**ЗАДАНИЕ 1**
Выведите без изменений фрагмент воспоминаний нефтяника, приведенных ниже: он открывается словами, содержащими «НА ГОСТЕПРИИМНОЙ ЗЕМЛЕ», и завершается словами «строительства горизонтальных скважин.».

**ИСХОДНЫЙ ТЕКСТ**
___
ИЗ ВОСПОМИНАНИЙ СТАРОГО НЕФТЯНИКА
Продолжение.
Начало – в №№ 1191, 1192.
НА ГОСТЕПРИИМНОЙ ЗЕМЛЕ ТЕХАСА
ЛИНДА
По поводу своеобразия любимого нами одесского, да и всего взрастившего нас отечественного юмора говорят приблизительно так: на западе этот юмор не всегда воспринимается, потому что мы не прочь посмеяться над тем, что у воспитанников иного, давно и строго отлаженного мира может вызывать лишь недоумение и печаль…
Многие годы я старался делать в командировках добрые дела для нефтяников города Сургута, одного из красавцев нынешней Западной Сибири. А в 1995 году меня, сотрудника московского ВНИИ буровой техники, включили в делегацию сургутян, которая отправилась в города Хьюстон и Даллас штата Техас для ознакомления с американским опытом строительства горизонтальных скважин.
В этой десятидневной поездке нашим гидом была милая молодая переводчица Линда, изучившая русский язык в своей Америке и говорящая по-русски красиво, без каких-либо ошибок, с легким акцентом прибалтийского типа. С ней было интересно и приятно общаться. Линде нравились наши дружеские подтрунивания друг над другом, и, слыша их, она нередко от всей души, заразительно смеялась.
Оценив чувство юмора Линды, я однажды решил повеселить ее русским анекдотом на американскую тему, услышанным в какой-то из юмористических телепередач. Анекдот этот неизменно вызывал смех в России…
Где-то в Псковской области начали сооружать важный военный объект. ЦРУ немедленно стало готовить разведчика на этот объект. Парень научился говорить по-русски с псковским выговором и был успешно заслан в Россию. Вот идет он зимой по проселку, недалеко от города Пскова, в телогрейке, шапке-ушанке и валенках. А навстречу ему ковыляет какая-то старуха. “Мамаша, далеко до вашего райцентра?”- спрашивает он. “А ты, сынок, шпион что ли?”- интересуется старуха. “Как ты узнала, мамаша?”- произносит потрясенный американец. “Да у нас тут отродясь не было черных”.
___
**ДАННЫЕ**
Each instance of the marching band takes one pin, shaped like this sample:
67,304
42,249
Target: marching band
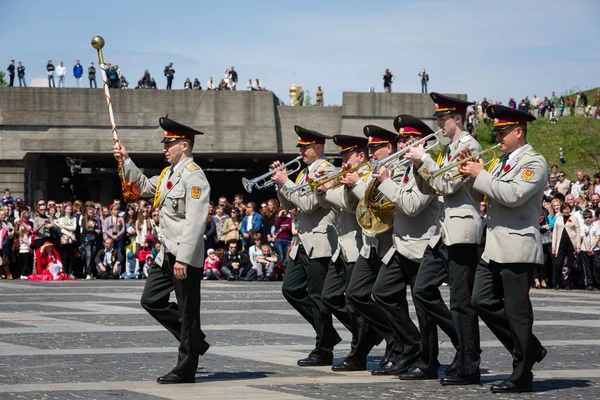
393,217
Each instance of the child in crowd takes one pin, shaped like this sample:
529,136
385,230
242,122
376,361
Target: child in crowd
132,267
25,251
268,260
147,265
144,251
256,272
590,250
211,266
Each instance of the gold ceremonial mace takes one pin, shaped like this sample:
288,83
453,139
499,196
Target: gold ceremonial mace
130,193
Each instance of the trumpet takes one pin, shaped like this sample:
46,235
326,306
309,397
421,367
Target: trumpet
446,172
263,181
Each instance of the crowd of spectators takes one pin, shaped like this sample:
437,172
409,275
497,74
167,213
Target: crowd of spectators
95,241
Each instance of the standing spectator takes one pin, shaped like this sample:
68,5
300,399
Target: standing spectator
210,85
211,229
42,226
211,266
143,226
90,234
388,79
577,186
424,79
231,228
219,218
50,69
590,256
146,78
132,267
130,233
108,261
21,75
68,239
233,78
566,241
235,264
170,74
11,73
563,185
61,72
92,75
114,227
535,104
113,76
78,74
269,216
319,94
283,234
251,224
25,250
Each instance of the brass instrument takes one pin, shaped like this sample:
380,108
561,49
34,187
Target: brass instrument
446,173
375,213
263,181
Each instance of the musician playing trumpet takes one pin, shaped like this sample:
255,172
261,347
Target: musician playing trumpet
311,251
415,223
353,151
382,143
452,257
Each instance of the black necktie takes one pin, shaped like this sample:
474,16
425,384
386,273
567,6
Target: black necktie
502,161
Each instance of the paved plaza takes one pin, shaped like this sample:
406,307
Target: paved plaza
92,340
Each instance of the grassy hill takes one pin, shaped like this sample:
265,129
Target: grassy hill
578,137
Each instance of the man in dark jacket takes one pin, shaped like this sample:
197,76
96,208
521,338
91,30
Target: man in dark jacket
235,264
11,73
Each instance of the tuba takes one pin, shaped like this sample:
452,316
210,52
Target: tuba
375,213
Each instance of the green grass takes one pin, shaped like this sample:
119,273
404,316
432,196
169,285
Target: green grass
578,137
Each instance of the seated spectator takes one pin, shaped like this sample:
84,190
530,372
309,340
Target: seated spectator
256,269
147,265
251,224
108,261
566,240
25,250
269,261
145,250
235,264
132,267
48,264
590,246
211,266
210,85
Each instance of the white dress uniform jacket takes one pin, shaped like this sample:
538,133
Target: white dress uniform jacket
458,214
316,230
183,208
___
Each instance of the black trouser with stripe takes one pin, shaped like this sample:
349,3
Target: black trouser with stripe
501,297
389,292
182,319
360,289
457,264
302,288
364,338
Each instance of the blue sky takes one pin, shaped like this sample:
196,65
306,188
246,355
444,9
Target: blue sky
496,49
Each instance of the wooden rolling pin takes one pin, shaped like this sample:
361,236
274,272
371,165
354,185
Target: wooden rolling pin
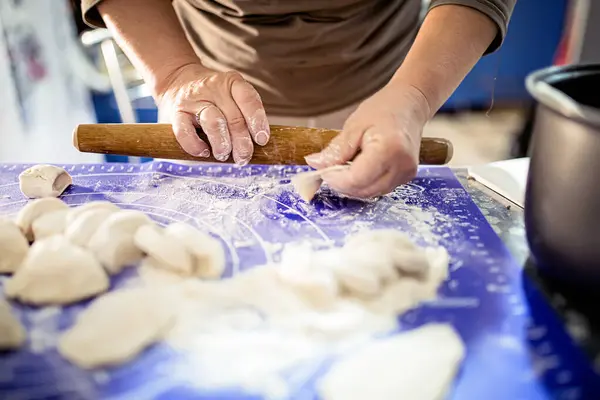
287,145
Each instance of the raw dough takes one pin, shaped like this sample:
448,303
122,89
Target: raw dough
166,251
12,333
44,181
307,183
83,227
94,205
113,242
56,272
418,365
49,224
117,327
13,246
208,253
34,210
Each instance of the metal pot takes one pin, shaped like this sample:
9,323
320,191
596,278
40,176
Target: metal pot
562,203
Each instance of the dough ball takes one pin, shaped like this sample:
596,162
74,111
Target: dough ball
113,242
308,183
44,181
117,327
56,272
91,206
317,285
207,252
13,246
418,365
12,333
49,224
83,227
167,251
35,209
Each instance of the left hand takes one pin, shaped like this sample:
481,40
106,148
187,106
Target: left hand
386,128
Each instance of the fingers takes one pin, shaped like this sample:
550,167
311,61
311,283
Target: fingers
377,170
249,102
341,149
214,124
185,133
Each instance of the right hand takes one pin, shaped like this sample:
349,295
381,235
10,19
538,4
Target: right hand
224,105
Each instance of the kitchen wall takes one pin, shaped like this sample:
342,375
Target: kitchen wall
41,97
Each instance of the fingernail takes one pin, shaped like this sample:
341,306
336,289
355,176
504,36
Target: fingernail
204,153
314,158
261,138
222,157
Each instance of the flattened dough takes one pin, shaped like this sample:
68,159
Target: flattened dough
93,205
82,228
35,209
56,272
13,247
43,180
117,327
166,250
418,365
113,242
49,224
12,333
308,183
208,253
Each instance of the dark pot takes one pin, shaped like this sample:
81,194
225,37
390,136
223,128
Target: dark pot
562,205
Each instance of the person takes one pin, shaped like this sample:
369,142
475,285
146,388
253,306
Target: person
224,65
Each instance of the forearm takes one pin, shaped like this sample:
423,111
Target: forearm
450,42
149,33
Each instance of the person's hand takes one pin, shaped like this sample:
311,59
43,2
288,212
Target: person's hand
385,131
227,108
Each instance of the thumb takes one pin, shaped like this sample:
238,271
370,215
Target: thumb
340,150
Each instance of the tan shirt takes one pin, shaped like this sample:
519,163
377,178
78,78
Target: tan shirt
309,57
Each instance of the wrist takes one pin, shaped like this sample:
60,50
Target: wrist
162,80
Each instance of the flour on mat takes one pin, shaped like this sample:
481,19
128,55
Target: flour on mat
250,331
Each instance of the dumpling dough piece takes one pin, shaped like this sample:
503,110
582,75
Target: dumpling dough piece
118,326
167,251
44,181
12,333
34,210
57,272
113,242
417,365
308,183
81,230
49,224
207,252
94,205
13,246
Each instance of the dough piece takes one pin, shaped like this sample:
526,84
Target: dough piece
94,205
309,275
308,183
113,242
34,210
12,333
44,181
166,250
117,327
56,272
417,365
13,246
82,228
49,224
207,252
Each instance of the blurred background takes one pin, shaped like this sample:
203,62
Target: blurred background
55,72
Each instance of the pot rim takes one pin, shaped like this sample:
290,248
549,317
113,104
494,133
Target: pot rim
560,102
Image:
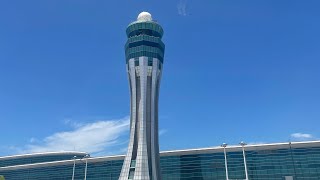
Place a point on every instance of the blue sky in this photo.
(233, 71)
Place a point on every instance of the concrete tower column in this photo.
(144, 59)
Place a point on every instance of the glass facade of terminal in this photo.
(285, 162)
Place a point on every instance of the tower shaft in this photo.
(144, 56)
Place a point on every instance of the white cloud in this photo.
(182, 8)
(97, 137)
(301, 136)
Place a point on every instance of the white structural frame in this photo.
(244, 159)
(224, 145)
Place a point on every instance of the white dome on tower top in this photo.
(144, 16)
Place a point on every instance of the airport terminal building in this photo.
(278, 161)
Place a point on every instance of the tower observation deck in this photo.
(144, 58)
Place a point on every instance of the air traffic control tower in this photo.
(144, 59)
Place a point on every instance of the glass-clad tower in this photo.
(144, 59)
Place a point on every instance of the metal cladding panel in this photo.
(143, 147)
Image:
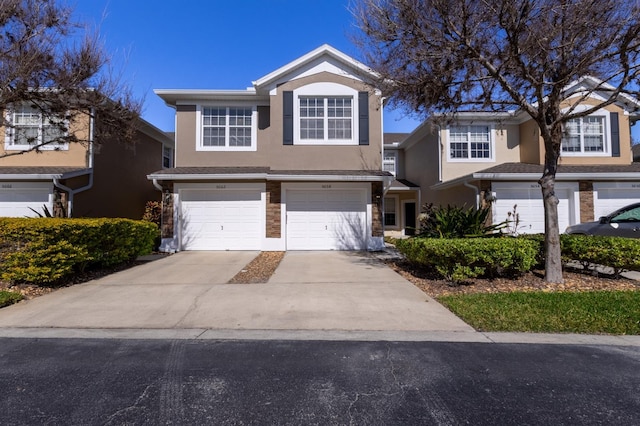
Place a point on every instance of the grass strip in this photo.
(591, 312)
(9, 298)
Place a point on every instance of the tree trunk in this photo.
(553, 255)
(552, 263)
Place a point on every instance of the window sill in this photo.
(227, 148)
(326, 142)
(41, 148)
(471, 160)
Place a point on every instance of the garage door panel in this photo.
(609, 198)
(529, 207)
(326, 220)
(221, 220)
___
**ЗАДАНИЕ 2**
Выберите из записей выше все строки со словом «spectators» и перепишите их.

**ОТВЕТ 1**
НА ГОСТЕПРИИМНОЙ ЗЕМЛЕ ТЕХАСА
ЛИНДА
По поводу своеобразия любимого нами одесского, да и всего взрастившего нас отечественного юмора говорят приблизительно так: на западе этот юмор не всегда воспринимается, потому что мы не прочь посмеяться над тем, что у воспитанников иного, давно и строго отлаженного мира может вызывать лишь недоумение и печаль…
Многие годы я старался делать в командировках добрые дела для нефтяников города Сургута, одного из красавцев нынешней Западной Сибири. А в 1995 году меня, сотрудника московского ВНИИ буровой техники, включили в делегацию сургутян, которая отправилась в города Хьюстон и Даллас штата Техас для ознакомления с американским опытом строительства горизонтальных скважин.

**ОТВЕТ 2**
Each instance of the crowd of spectators takes one pin, shaped like this sample:
Target: crowd of spectators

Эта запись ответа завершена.